## PROBLEM TO SOLVE
Quote, without any change, the line that contains "For every instance of the striped" and all lines that follow it to the end of the data below.

## WORKING DATA
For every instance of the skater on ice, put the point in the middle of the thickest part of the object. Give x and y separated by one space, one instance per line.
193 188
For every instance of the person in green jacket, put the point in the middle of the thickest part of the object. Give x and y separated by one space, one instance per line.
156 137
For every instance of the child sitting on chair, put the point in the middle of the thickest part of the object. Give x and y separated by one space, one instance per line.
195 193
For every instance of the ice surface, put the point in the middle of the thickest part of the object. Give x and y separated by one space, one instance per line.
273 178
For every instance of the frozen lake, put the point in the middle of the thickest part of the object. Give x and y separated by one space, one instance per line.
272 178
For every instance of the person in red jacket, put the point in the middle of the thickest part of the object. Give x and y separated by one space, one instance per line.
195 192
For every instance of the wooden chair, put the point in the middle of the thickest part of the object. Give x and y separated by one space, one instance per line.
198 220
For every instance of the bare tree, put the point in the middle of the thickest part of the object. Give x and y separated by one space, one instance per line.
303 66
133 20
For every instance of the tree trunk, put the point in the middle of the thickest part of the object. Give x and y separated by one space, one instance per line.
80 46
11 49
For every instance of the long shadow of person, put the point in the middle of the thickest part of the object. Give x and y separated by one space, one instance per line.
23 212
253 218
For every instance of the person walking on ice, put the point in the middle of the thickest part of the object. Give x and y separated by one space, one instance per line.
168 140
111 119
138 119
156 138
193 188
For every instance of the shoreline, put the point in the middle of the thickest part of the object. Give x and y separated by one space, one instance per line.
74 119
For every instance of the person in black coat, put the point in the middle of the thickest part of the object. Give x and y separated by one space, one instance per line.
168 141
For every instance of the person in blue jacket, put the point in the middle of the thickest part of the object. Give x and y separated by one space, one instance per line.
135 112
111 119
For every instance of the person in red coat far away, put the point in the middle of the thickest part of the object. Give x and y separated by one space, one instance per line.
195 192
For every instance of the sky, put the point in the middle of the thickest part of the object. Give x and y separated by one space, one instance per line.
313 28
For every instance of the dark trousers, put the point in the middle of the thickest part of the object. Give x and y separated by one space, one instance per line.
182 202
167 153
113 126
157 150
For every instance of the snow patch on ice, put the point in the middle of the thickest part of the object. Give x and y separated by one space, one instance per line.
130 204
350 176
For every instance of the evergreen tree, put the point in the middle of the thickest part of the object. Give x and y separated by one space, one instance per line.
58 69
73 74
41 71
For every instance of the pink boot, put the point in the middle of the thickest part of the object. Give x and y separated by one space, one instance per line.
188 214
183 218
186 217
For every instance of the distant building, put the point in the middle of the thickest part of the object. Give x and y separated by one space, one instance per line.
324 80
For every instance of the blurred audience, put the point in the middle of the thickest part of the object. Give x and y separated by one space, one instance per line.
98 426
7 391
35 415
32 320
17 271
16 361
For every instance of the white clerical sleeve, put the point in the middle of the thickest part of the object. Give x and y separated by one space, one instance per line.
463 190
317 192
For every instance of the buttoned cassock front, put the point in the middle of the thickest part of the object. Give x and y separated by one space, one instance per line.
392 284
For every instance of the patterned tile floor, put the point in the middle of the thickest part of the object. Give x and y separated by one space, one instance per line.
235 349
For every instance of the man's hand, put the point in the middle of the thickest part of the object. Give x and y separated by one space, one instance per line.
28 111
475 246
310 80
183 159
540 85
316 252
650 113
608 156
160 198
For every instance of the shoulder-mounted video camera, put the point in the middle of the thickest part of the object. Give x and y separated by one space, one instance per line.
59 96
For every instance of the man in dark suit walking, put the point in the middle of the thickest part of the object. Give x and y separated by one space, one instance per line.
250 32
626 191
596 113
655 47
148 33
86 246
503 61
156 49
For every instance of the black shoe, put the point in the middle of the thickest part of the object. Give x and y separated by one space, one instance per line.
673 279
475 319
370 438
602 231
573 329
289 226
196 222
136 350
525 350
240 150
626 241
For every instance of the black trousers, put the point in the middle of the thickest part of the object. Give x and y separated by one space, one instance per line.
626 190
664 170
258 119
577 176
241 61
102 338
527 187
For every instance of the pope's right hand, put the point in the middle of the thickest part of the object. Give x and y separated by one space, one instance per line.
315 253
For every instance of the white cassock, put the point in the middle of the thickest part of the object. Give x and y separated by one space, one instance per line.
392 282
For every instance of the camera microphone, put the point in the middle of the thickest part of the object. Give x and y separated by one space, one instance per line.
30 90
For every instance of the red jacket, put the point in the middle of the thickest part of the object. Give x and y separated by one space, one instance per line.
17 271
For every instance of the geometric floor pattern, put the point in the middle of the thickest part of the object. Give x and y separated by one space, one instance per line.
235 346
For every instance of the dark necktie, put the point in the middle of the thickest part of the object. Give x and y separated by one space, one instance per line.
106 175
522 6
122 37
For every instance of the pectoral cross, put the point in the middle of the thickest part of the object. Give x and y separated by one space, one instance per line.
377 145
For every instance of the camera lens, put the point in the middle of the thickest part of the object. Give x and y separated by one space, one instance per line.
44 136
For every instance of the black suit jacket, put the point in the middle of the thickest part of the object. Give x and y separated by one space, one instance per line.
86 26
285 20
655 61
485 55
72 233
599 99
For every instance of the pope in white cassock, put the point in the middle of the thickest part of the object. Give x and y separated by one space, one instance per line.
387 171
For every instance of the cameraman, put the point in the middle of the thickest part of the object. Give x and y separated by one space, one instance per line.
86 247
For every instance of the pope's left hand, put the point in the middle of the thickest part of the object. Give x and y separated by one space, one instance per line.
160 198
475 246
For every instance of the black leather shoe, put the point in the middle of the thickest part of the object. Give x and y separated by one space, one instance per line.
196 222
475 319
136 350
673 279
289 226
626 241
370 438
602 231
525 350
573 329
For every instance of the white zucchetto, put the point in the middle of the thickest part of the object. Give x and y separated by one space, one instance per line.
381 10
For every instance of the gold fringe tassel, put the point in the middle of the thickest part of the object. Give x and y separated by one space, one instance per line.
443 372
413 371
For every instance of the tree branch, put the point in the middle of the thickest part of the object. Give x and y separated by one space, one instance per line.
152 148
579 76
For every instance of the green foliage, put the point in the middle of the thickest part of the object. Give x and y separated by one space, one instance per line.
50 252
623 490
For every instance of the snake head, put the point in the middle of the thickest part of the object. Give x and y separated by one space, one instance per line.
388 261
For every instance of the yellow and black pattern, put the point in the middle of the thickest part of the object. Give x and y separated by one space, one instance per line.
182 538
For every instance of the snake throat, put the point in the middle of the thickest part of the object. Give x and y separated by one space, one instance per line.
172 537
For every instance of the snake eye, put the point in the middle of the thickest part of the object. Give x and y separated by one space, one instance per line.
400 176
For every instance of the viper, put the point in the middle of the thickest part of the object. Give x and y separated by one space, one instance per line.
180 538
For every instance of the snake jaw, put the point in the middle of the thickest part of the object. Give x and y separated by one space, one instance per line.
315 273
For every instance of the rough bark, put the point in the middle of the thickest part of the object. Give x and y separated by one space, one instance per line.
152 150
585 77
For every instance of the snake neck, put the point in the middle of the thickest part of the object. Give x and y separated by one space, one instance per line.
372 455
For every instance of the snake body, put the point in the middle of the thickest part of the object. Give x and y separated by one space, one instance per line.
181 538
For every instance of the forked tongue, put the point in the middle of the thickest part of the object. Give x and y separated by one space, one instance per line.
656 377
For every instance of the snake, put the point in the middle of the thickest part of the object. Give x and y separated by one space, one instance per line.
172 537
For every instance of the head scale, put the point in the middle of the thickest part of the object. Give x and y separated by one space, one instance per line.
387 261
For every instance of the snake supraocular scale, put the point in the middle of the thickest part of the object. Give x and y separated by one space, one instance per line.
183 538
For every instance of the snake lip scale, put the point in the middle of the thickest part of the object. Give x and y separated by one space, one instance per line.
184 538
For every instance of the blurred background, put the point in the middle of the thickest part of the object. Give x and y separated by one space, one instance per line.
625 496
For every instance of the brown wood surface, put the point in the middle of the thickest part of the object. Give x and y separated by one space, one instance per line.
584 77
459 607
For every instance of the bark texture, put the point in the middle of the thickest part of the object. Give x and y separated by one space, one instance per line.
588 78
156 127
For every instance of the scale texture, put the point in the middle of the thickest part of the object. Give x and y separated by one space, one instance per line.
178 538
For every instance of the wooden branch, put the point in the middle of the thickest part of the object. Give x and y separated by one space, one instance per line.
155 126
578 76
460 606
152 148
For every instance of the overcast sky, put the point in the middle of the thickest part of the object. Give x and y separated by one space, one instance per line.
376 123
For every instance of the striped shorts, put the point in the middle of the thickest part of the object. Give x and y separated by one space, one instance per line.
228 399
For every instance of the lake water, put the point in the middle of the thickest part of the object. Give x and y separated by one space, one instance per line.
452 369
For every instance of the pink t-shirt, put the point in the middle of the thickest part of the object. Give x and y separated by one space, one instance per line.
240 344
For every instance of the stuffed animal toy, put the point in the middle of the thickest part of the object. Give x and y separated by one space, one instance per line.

## REPLY TO THE EXERCISE
For every instance of the striped shorts, put the point in the middle of the thickest part of the object. Give x and y separated by one space, one instance per line.
228 399
For every instance of the lake water, put the point in the middle of the thickest part of the object. Give x and y separated by one space, one instance per line.
452 369
For every instance of the pink t-shirt, put the point in the middle of the thickest part of the object. Give x and y separated by one space, one instance per line.
240 344
For every instance of the stuffed animal toy, put the point in the middle of the thickest part of the object. Give x and y separated by one space, one instance per line.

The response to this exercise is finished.